• [Ação pedida 1] Transcreva da matéria sobre Clarice Niskier tudo o que vai desde "Jornal Estado de" até "no mesmo teatro.", sem mudar nada.
• [Ação pedida 2] Passe para o inglês esta frase da matéria sobre Clarice Niskier: "É mais comum que companhias teatrais, em vez de atores, tenham repertório."
• [Ação pedida 3] Dê sequência à matéria sobre Clarice Niskier a partir do ponto em que ela para.

== Texto de origem ==

Jornal Estado de Minas

TEATRO

Atriz e seu ex fazem peça de teatro sobre a separação, após 25 anos casados


Com a alma e o coração cheios de esperança, a carioca Clarice Niskier traz sua lista de espetáculos a Belo Horizonte. Os trocadilhos devem ser perdoados já que, no momento de abertura gradual das atividades culturais, uma atriz cumprir uma temporada extensa (e presencial) de quatro montagens teatrais em dois espaços de Belo Horizonte é algo a se comemorar.





A partir desta sexta (10/9), começando pelo Cine-Theatro Brasil Vallourec, Clarice dá início à sua celebração dos 40 anos de carreira – e 62 de vida, no domingo (12/9). Neste fim de semana,  ela apresenta três espetáculos de seu repertório: “A alma imoral”, o mais conhecido e longevo deles, “A lista” e “A esperança na caixa de chicletes Ping Pong”. Na segunda (13/9),  também ministra uma oficina, no mesmo teatro.

Já a partir da próxima semana (17/9), a atriz dá início a uma temporada de novo espetáculo, “Coração de campanha”, gestado durante a pandemia, a partir de suas próprias experiências no período de isolamento social. A montagem ficará em cartaz até 18 de outubro, no Centro Cultural Banco do Brasil (CCBB-BH).

É mais comum que companhias teatrais, em vez de atores, tenham repertório. “Sempre foi meu sonho”, diz Clarice, que estreou em 1981, no Teatro Tablado, com a peça “Tambores da noite”, de Bertolt Brecht, e hoje soma 40 espetáculos no currículo. 




EQUIPE 

“Mas sem os parceiros que tenho não seria possível”, acrescenta ela, que a partir dos anos 2000 passou a produzir suas montagens ao lado do diretor Amir Haddad e do músico José Maria Braga, seu ex-marido. “Somos uma equipe estável. É sempre a mesma figurinista, o cenógrafo só mudou para ‘Coração de campanha’, o técnico Carlos Henrique é quem opera todas as minhas peças.”

===
== Dados fornecidos ==

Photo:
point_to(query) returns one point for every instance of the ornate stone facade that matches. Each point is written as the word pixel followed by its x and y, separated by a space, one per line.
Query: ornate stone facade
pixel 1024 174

===
== Dados fornecidos ==

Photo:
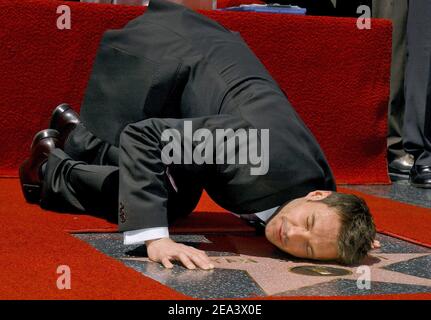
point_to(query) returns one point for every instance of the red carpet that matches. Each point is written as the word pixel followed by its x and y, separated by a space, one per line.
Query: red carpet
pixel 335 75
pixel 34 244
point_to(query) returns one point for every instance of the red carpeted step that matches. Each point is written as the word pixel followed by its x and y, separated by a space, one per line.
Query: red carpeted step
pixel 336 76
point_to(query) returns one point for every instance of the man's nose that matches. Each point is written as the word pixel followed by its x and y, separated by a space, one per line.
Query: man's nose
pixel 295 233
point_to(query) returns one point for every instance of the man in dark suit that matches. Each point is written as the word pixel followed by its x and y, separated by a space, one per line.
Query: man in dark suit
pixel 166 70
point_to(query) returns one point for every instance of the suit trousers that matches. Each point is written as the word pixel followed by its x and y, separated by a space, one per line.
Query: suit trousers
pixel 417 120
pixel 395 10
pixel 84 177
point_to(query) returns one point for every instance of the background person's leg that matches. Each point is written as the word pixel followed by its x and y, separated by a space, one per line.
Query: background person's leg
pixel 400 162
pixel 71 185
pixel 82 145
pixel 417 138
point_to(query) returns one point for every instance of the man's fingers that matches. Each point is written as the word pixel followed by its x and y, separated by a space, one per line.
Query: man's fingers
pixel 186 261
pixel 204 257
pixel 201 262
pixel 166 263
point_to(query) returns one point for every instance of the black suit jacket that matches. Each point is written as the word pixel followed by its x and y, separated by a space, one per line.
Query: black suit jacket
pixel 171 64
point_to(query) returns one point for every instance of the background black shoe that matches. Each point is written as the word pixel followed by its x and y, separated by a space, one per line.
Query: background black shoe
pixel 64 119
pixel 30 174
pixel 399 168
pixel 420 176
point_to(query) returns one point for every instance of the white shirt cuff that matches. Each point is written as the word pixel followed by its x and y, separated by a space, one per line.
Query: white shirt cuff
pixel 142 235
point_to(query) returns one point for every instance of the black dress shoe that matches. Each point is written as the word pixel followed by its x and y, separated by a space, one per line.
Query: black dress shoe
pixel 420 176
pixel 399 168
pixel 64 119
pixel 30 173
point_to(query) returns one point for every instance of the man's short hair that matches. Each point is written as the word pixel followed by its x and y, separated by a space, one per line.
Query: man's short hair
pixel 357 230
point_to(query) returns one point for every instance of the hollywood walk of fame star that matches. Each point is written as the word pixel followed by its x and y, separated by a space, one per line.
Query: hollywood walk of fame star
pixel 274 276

===

• [Resposta escrita 1]
Jornal Estado de Minas

TEATRO

Atriz e seu ex fazem peça de teatro sobre a separação, após 25 anos casados


Com a alma e o coração cheios de esperança, a carioca Clarice Niskier traz sua lista de espetáculos a Belo Horizonte. Os trocadilhos devem ser perdoados já que, no momento de abertura gradual das atividades culturais, uma atriz cumprir uma temporada extensa (e presencial) de quatro montagens teatrais em dois espaços de Belo Horizonte é algo a se comemorar.





A partir desta sexta (10/9), começando pelo Cine-Theatro Brasil Vallourec, Clarice dá início à sua celebração dos 40 anos de carreira – e 62 de vida, no domingo (12/9). Neste fim de semana,  ela apresenta três espetáculos de seu repertório: “A alma imoral”, o mais conhecido e longevo deles, “A lista” e “A esperança na caixa de chicletes Ping Pong”. Na segunda (13/9),  também ministra uma oficina, no mesmo teatro.

• [Resposta escrita 2] It is more common for theater companies, rather than actors, to have a repertoire.

• [Resposta escrita 3]
A viagem comemorativa tem início com a adaptação do best-seller do rabino Nilton Bonder “A alma imoral” (Rocco, 1998). Mesmo que a montagem tenha completado 15 anos e já tenha corrido o país com um sem-número de apresentações (o número oficial de espectadores é 500 mil), Clarice necessita estar sempre ensaiando. 

A sessão desta noite será a primeira que ela fará da montagem em 2021 – a mais recente temporada foi em outubro de 2020, no Rio de Janeiro, como uma das primeiras peças a ter plateia na capital fluminense depois do início da pandemia.





No monólogo, que lhe rendeu o Prêmio Shell de Melhor Atriz em 2007, Clarice fala de como foi arrebatada pelo livro de Bonder. Inspirada em conceitos bíblicos e filosóficos, ela reflete sobre o certo e o errado, o moral e o imoral, estabelecendo uma conversa franca com a plateia. “A peça não mudou nada (desde a estreia), quem mudou fui eu”, conta.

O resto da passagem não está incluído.